Directions for this task: Can you output every one of the entries below verbatim, line for line, with nothing altered?

++++++++++++++++++++

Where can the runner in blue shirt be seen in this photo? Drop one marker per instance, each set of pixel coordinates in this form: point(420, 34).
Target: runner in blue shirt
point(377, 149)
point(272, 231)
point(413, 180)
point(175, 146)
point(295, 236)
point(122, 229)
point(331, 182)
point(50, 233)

++++++++++++++++++++

Response below:
Where can the runner in blue shirt be seen in this photo? Drop one marker per instance, each set of pixel coordinates in this form: point(420, 34).
Target: runner in blue shirt
point(377, 149)
point(272, 231)
point(413, 180)
point(175, 146)
point(295, 236)
point(122, 229)
point(331, 182)
point(50, 233)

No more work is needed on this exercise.